## Set exercise
Return all the entries exactly, keeping pictures out.

start

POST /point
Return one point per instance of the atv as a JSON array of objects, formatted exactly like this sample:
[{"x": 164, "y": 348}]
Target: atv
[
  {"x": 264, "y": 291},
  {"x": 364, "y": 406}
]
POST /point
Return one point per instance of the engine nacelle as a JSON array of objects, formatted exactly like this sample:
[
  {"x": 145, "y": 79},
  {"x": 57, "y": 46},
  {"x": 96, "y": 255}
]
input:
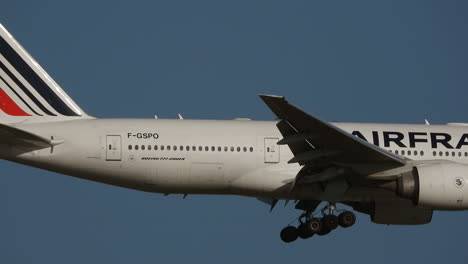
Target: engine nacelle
[{"x": 439, "y": 186}]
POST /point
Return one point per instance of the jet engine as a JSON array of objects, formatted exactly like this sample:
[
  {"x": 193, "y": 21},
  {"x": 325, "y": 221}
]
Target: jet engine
[{"x": 440, "y": 186}]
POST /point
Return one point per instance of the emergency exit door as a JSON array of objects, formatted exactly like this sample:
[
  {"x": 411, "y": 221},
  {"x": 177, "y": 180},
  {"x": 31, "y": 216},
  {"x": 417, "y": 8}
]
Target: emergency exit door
[
  {"x": 271, "y": 150},
  {"x": 113, "y": 148}
]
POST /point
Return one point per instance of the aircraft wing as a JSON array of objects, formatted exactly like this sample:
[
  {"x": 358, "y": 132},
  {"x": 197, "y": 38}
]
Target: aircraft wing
[
  {"x": 18, "y": 137},
  {"x": 317, "y": 143}
]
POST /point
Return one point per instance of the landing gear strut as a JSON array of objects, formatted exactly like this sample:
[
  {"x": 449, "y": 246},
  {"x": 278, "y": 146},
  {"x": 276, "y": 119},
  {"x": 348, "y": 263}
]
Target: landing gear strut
[{"x": 309, "y": 226}]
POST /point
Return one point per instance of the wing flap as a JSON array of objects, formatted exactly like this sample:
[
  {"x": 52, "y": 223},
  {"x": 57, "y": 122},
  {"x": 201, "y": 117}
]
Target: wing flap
[{"x": 304, "y": 133}]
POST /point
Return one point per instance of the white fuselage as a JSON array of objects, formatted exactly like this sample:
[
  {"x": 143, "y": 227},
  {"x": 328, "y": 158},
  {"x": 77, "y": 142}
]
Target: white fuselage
[{"x": 209, "y": 157}]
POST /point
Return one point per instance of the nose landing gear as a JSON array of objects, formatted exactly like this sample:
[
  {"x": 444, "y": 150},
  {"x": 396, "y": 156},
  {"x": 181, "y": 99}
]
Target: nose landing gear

end

## Solution
POST /point
Return one point per instance of the atv as a JSON array of objects, formatted exactly like this sample:
[{"x": 164, "y": 348}]
Target: atv
[
  {"x": 264, "y": 291},
  {"x": 364, "y": 406}
]
POST /point
Return one point per instance of the engine nacelle as a JSON array of objects, formatted exactly like this sample:
[
  {"x": 145, "y": 79},
  {"x": 57, "y": 46},
  {"x": 96, "y": 255}
]
input:
Target: engine nacelle
[{"x": 439, "y": 186}]
POST /point
Return one point per instance of the jet engine as a JSON array of objects, formatted exactly like this sample:
[
  {"x": 193, "y": 21},
  {"x": 325, "y": 221}
]
Target: jet engine
[{"x": 440, "y": 186}]
POST /point
Return one point per instance of the emergency exit door as a JSON array of objects, formatted exactly like this sample:
[
  {"x": 411, "y": 221},
  {"x": 177, "y": 180},
  {"x": 31, "y": 216},
  {"x": 417, "y": 8}
]
Target: emergency exit door
[
  {"x": 271, "y": 150},
  {"x": 113, "y": 148}
]
POST /point
Return one point per instance of the aircraft wing as a JSON array of objects, formatted exactly like this sample:
[
  {"x": 358, "y": 132},
  {"x": 197, "y": 38}
]
Target: aircraft wing
[
  {"x": 18, "y": 137},
  {"x": 317, "y": 143}
]
POST /point
Return one point per instance of the landing gear strut as a JSON array of objects, formatted exactly like this sample:
[
  {"x": 449, "y": 246},
  {"x": 278, "y": 146},
  {"x": 276, "y": 119},
  {"x": 348, "y": 263}
]
Target: landing gear strut
[{"x": 309, "y": 226}]
POST /point
Return one point per instance of the wing flap as a JSON array of objects, formatted exactly like this sample:
[
  {"x": 52, "y": 223},
  {"x": 57, "y": 122},
  {"x": 201, "y": 117}
]
Target: wing flap
[{"x": 304, "y": 133}]
POST /point
Return one point per instance of the white fuselage as a JSON array of objects, formatted exactly like this sample:
[
  {"x": 143, "y": 227},
  {"x": 328, "y": 158},
  {"x": 77, "y": 142}
]
Target: white fuselage
[{"x": 209, "y": 157}]
POST /point
Return one point per instance of the nose landing gear as a JSON array of objects, formatted exactly like this sample:
[
  {"x": 444, "y": 150},
  {"x": 396, "y": 156},
  {"x": 181, "y": 99}
]
Target: nose landing gear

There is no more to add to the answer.